EXERCISE REQUIREMENTS:
Copy out word for word the part of the records that opens with the line containing "Args: query, the phrase to segment: white upper" and closes with the line containing "M30 87L36 86L36 82L34 80L28 80L27 81L27 86Z", including both of those lines.

PROVIDED DATA:
_ _ _ _ _ _ _

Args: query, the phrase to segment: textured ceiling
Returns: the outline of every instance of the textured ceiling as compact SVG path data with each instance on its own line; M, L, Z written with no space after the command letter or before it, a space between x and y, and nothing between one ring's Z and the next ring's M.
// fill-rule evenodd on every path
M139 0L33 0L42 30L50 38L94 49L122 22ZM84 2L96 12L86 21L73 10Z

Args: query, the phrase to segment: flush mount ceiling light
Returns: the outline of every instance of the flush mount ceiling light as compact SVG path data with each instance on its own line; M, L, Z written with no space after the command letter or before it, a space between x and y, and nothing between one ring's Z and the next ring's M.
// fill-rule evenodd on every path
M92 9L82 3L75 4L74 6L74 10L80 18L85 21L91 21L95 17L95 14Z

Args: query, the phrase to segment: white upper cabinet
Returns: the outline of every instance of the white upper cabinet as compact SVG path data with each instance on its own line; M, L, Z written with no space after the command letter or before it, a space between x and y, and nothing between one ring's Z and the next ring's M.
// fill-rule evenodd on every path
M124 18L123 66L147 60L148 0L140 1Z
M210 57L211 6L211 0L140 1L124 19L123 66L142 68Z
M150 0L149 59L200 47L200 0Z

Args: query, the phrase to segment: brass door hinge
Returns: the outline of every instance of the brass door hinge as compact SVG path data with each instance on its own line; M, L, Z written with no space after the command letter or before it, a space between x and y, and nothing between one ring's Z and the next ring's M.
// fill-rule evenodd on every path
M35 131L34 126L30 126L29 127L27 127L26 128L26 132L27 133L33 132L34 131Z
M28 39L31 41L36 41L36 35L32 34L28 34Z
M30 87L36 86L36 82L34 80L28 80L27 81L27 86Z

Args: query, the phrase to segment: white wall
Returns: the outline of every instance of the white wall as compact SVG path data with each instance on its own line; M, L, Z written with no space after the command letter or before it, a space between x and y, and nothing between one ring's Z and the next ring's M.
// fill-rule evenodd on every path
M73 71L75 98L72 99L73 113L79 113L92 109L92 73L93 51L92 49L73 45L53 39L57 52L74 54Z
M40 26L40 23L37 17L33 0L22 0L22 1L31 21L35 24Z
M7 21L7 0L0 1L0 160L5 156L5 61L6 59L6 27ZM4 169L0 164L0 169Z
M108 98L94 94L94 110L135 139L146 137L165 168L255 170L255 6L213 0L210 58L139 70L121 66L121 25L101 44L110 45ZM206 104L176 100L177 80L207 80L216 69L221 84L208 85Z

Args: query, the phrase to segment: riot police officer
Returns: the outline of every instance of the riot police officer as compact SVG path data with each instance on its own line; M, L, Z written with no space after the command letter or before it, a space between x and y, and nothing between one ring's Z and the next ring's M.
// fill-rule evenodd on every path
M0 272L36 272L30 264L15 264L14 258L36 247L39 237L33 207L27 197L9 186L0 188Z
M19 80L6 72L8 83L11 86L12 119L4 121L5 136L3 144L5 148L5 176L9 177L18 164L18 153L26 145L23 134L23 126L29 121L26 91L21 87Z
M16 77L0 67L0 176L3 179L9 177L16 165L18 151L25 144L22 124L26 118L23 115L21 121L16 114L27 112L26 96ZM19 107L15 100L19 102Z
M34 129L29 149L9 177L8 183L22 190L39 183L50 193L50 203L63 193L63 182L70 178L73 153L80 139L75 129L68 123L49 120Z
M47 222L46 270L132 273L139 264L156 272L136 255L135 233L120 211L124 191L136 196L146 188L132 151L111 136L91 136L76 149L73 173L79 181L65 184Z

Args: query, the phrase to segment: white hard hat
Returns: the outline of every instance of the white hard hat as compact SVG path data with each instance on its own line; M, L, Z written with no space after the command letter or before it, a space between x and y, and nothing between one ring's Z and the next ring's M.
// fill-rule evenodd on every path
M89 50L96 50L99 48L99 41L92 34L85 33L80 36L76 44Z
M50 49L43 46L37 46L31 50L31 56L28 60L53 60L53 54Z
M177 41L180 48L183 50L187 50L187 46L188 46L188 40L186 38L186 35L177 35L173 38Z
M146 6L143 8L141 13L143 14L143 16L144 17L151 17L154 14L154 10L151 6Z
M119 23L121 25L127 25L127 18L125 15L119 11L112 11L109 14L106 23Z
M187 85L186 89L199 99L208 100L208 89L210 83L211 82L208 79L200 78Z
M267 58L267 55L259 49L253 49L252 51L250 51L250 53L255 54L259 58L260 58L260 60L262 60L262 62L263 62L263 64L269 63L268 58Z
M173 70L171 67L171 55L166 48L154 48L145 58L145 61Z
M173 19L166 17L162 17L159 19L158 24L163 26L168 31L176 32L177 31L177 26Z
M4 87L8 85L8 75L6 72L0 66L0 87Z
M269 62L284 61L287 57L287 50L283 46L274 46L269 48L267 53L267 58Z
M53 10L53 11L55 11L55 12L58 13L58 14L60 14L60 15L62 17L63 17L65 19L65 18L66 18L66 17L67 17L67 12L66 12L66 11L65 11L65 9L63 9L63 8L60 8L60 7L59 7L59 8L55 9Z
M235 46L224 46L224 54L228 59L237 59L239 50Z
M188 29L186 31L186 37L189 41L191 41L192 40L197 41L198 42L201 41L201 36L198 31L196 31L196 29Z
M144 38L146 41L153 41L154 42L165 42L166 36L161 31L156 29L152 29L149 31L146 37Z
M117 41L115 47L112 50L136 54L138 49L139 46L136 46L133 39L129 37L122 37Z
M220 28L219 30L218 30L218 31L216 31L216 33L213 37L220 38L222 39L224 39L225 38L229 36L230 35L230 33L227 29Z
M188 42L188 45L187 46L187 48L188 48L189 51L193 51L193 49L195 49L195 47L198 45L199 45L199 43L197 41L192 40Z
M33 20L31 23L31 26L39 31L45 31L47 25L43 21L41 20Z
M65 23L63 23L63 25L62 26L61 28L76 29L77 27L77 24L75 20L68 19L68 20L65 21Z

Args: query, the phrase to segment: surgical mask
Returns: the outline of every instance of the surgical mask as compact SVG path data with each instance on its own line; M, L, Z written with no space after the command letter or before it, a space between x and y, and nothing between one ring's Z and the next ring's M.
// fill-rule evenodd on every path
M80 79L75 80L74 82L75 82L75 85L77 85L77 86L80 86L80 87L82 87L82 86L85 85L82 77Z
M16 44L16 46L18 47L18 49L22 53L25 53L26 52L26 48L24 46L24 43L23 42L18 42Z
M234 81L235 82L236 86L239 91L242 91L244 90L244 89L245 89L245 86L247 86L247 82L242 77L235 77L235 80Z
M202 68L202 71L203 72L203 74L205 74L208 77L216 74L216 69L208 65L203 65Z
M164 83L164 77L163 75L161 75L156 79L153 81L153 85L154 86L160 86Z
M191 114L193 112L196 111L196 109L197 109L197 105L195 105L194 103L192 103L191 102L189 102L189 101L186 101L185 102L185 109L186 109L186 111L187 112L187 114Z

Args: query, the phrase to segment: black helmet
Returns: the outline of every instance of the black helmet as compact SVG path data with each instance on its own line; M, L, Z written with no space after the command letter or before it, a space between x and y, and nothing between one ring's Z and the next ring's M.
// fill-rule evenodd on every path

_ _ _ _ _ _ _

COMPLETED EXERCISE:
Args: query, the phrase to segment: white upper cabinet
Returns: the outline of every instance of the white upper cabinet as compact SVG path data with each instance on its own line; M, L, Z written with no space after the command letter or before it, a space between x and y, and nothing between one ring's Z and the next ring's M.
// fill-rule evenodd on every path
M124 18L123 66L147 60L148 0L140 1Z
M210 57L211 6L211 0L140 1L124 19L123 66L142 68Z
M150 0L149 59L200 47L200 0Z

Args: query, the phrase to segment: brass door hinge
Returns: the outline of every instance of the brass door hinge as compact SVG path data with each instance on its own line; M, L, Z written with no space after the command letter or before it, a space between x and y, and nothing between one ring's Z and the next ring's M.
// fill-rule evenodd on every path
M35 131L34 126L30 126L29 127L27 127L26 128L26 132L27 133L33 132L34 131Z
M28 39L31 41L36 41L36 35L32 34L28 34Z
M30 87L36 86L36 82L34 80L28 80L27 81L27 86Z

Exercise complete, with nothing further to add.